[TASK INPUTS start]

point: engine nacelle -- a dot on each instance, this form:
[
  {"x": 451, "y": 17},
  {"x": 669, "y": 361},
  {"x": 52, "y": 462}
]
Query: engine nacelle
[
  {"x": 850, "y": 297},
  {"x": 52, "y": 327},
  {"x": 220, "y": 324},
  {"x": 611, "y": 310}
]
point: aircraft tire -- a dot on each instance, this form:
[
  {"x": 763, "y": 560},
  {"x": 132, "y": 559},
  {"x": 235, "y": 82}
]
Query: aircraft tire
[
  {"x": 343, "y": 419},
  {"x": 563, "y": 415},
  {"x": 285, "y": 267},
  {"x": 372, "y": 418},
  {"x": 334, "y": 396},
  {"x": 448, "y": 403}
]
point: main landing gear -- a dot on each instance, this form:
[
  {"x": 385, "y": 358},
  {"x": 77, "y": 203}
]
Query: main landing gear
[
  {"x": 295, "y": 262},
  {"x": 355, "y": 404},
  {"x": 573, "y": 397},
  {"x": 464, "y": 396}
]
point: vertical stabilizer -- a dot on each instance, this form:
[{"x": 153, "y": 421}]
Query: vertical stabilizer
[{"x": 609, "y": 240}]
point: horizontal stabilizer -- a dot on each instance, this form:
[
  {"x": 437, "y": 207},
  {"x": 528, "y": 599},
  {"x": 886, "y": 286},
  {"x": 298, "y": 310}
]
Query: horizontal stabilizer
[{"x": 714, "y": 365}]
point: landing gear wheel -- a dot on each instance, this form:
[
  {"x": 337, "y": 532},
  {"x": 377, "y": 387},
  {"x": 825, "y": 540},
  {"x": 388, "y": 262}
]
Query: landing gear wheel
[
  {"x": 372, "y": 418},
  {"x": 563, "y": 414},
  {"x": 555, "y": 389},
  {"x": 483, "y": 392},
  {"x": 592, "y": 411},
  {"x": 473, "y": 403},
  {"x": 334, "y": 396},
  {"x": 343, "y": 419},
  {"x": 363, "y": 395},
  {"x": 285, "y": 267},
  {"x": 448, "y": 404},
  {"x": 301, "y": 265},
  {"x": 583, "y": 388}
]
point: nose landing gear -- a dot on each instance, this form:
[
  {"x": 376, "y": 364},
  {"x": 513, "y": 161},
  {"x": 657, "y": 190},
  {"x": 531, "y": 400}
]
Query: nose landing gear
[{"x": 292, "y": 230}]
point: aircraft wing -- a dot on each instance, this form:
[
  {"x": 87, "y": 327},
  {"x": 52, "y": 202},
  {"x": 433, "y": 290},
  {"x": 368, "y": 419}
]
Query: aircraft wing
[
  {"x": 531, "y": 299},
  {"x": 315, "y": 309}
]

[TASK INPUTS end]

Revise the records above by changing each "a dot on each instance" to "one dot per instance", keeping everything else the same.

• COMPLETE ANSWER:
point: engine nacelle -- one dot per instance, this form:
[
  {"x": 451, "y": 17},
  {"x": 669, "y": 361},
  {"x": 52, "y": 462}
]
Query: engine nacelle
[
  {"x": 850, "y": 297},
  {"x": 52, "y": 327},
  {"x": 220, "y": 324},
  {"x": 611, "y": 310}
]
point: aircraft tire -- one dot per instance, this form:
[
  {"x": 763, "y": 560},
  {"x": 132, "y": 559},
  {"x": 235, "y": 82}
]
Query: aircraft tire
[
  {"x": 343, "y": 419},
  {"x": 563, "y": 415},
  {"x": 285, "y": 267},
  {"x": 372, "y": 418},
  {"x": 334, "y": 396},
  {"x": 448, "y": 403}
]
point: main landing gear -- one dot per instance, this form:
[
  {"x": 385, "y": 358},
  {"x": 77, "y": 203}
]
Query: main landing gear
[
  {"x": 295, "y": 262},
  {"x": 355, "y": 404},
  {"x": 573, "y": 397},
  {"x": 464, "y": 396}
]
point: vertical stabilizer -- one dot per instance, this form:
[{"x": 153, "y": 421}]
Query: vertical stabilizer
[{"x": 609, "y": 240}]
point: horizontal stabilizer -- one dot per instance, this form:
[
  {"x": 437, "y": 207},
  {"x": 528, "y": 599},
  {"x": 886, "y": 286},
  {"x": 298, "y": 310}
]
Query: horizontal stabilizer
[{"x": 714, "y": 365}]
point: landing gear wheel -- one dot per instance, this form:
[
  {"x": 337, "y": 532},
  {"x": 377, "y": 387},
  {"x": 825, "y": 540},
  {"x": 388, "y": 262}
]
Query: landing gear wheel
[
  {"x": 372, "y": 418},
  {"x": 563, "y": 414},
  {"x": 555, "y": 389},
  {"x": 483, "y": 392},
  {"x": 592, "y": 411},
  {"x": 473, "y": 403},
  {"x": 334, "y": 396},
  {"x": 343, "y": 419},
  {"x": 363, "y": 395},
  {"x": 285, "y": 267},
  {"x": 448, "y": 404},
  {"x": 301, "y": 265},
  {"x": 583, "y": 388}
]
point: nose landing gear -- one dot per instance, this form:
[
  {"x": 376, "y": 364},
  {"x": 513, "y": 161},
  {"x": 657, "y": 190},
  {"x": 531, "y": 400}
]
Query: nose landing gear
[{"x": 292, "y": 230}]
point: aircraft wing -- one dot per instance, this form:
[
  {"x": 87, "y": 327},
  {"x": 52, "y": 202},
  {"x": 433, "y": 290},
  {"x": 368, "y": 419}
]
Query: aircraft wing
[
  {"x": 531, "y": 299},
  {"x": 315, "y": 309}
]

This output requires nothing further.